:: Short task ::
Output every one of the following rows again, unchanged and in the same order.

:: Records for this task ::
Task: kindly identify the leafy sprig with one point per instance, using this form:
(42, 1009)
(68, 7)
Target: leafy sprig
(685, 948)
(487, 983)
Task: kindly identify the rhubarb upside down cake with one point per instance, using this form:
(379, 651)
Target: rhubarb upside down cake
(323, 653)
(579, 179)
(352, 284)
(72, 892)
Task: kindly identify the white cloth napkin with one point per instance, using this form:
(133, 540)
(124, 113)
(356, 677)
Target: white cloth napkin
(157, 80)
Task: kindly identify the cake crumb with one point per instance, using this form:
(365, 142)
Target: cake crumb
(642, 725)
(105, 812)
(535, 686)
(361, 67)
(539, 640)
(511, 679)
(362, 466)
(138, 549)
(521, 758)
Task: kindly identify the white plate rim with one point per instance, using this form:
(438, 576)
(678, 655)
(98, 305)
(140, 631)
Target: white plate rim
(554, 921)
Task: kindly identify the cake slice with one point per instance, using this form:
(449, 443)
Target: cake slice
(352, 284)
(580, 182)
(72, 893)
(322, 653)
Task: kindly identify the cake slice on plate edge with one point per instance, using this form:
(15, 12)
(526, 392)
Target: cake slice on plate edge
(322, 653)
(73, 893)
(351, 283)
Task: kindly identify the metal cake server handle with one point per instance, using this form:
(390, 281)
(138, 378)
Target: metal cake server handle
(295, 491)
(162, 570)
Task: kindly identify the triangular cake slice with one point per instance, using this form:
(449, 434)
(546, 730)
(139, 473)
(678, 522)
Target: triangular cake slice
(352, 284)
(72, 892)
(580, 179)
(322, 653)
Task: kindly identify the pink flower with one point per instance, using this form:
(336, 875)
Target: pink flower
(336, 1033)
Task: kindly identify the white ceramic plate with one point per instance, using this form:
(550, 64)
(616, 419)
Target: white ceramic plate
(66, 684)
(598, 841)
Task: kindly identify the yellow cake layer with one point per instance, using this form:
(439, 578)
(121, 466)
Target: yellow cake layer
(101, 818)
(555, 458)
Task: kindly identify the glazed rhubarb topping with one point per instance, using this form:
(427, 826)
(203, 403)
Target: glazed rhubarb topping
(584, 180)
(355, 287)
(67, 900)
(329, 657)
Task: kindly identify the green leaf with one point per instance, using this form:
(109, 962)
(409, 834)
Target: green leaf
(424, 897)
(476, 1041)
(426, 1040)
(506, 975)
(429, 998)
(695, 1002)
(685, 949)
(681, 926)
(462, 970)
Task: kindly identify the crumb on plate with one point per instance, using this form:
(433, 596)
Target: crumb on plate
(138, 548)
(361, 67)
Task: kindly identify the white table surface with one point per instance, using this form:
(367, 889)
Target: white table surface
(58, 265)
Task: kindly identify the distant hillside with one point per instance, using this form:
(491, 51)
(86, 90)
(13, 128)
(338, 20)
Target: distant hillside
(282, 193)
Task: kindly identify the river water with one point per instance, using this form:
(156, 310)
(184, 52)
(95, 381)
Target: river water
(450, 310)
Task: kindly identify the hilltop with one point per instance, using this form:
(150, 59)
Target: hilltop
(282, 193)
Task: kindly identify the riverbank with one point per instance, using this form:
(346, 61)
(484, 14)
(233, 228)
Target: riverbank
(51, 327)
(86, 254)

:: Written answer ::
Task: kindly identify the leafy sprig with one point per instance, using this form:
(42, 1009)
(68, 7)
Target: leafy sprig
(685, 948)
(487, 983)
Task: kindly identify the rhubarb upside down cake with one point per instance, using this form:
(379, 651)
Target: rhubarb upside down cake
(323, 653)
(579, 179)
(352, 284)
(72, 892)
Task: kindly identify the white cloth napkin with one point per instance, using this form:
(133, 540)
(124, 113)
(356, 677)
Target: white cloth napkin
(157, 80)
Task: kindly identify the cake crumb with one point per instance, using this form:
(365, 142)
Target: cake crumb
(642, 725)
(105, 812)
(535, 686)
(361, 67)
(539, 640)
(511, 679)
(362, 466)
(138, 549)
(521, 758)
Task: kindly identify the white plate rim with one point per instance, using this form:
(438, 576)
(678, 655)
(98, 305)
(140, 631)
Target: white plate rim
(554, 921)
Task: kindly identify the cake slice with one point per instance, using this form:
(449, 443)
Target: cake slice
(352, 284)
(580, 182)
(72, 893)
(322, 653)
Task: kindly identify the cake slice on plate edge with one point per instance, using this form:
(15, 12)
(526, 392)
Target: cake slice on plate edge
(322, 653)
(73, 893)
(351, 283)
Task: kindly identify the metal cake server handle with one point per instance, using this form:
(390, 281)
(138, 378)
Target: metal cake server handle
(295, 491)
(162, 570)
Task: kindly identify the triangular cake slice with one point per instance, using this form:
(449, 434)
(546, 730)
(139, 473)
(678, 522)
Target: triangular cake slice
(352, 284)
(72, 892)
(580, 179)
(322, 653)
Task: kindly identify the pink flower with one point per instance, using this form:
(336, 875)
Target: pink flower
(336, 1033)
Task: kindly identify the white ceramic plate with one point per instance, using this form:
(550, 64)
(616, 419)
Target: white ceramic plate
(66, 684)
(598, 841)
Task: kindly identify the yellow cake layer with one point per instance, using this form:
(439, 578)
(121, 466)
Target: yellow cake layer
(101, 818)
(555, 458)
Task: kindly identify the glazed rhubarb topping with one point per instance, using this form:
(427, 826)
(203, 403)
Target: glazed rhubarb topping
(584, 180)
(355, 287)
(67, 900)
(329, 657)
Task: kindly identify the green leaf with one point per instance, using this form:
(109, 962)
(409, 834)
Target: green leaf
(424, 897)
(476, 1041)
(426, 1040)
(506, 975)
(429, 998)
(695, 1002)
(685, 949)
(681, 926)
(462, 970)
Task: kindly identify the crumb on plate with one point per instance, using this form:
(433, 596)
Target: crumb on plate
(138, 548)
(361, 67)
Task: kindly identify the white table surface with one point per instance, using this form:
(367, 889)
Target: white table surface
(58, 265)
Task: kindly identify the distant hillside with one point per instance, using this form:
(491, 51)
(86, 90)
(13, 128)
(338, 20)
Target: distant hillside
(282, 193)
Task: kindly identify the river water with one point per instance, using this form:
(156, 310)
(184, 52)
(95, 381)
Target: river water
(450, 310)
Task: kindly identify the hilltop with one point per instance, using this form:
(150, 59)
Target: hilltop
(282, 193)
Task: kindly identify the riverbank with one point per instance, using this form:
(346, 61)
(484, 14)
(233, 228)
Target: riverbank
(51, 327)
(86, 254)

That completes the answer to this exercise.